Requirement
Restate the entries below exactly. Images are not part of the copy.

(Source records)

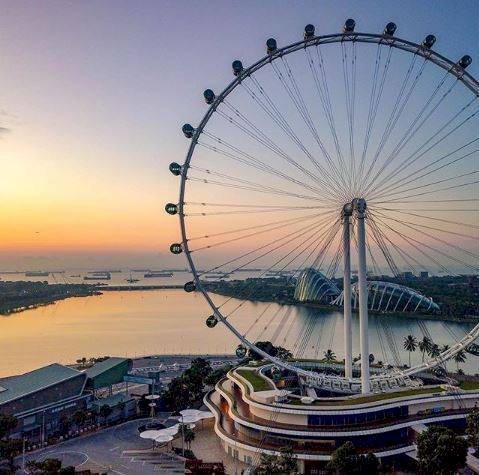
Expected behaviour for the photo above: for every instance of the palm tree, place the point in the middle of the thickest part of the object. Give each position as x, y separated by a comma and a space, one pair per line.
329, 356
443, 349
189, 437
434, 350
425, 346
460, 357
410, 344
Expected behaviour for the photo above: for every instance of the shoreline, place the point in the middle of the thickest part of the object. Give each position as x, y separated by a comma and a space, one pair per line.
411, 316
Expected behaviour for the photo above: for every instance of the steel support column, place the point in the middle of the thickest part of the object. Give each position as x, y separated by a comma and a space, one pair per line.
360, 206
348, 336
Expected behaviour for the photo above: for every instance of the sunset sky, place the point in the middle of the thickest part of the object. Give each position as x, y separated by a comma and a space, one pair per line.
94, 94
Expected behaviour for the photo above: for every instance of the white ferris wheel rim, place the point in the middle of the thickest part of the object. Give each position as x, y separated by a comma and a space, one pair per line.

Your solution
Expected behaviour for the photo above: for every instance of the palm tree, place the point in the middle of the thickest part of the object. Give each position as x, y separated by a comma and a space, one pair per line.
329, 356
443, 349
189, 437
434, 350
425, 346
460, 357
410, 344
Expected behaviour for the photo above: for every instance of the shoreline, place the point in the middle of the thickest part of the object. Give each position as x, y separated by a comma and a space, one pair per line.
411, 316
Expected behaviour for the photo above: for every instance of the steel support column, place the point in the middle of the thickest part of the object. Give each position as x, y separated by a comma and a space, one pair per line.
360, 206
348, 336
Expected behaviour for the photo above: for every instance of the sunset sky, place the point in the middle of the thickest part of the object. Give each position as x, y separated by a comma and a space, one pair per line.
94, 94
Expected behaviour for the photo above: for every instance of the white ferris wheel rim, place the point in the middle of the thickest part of the object. Give each position as x, y separated by a comma and a space, one pair per line.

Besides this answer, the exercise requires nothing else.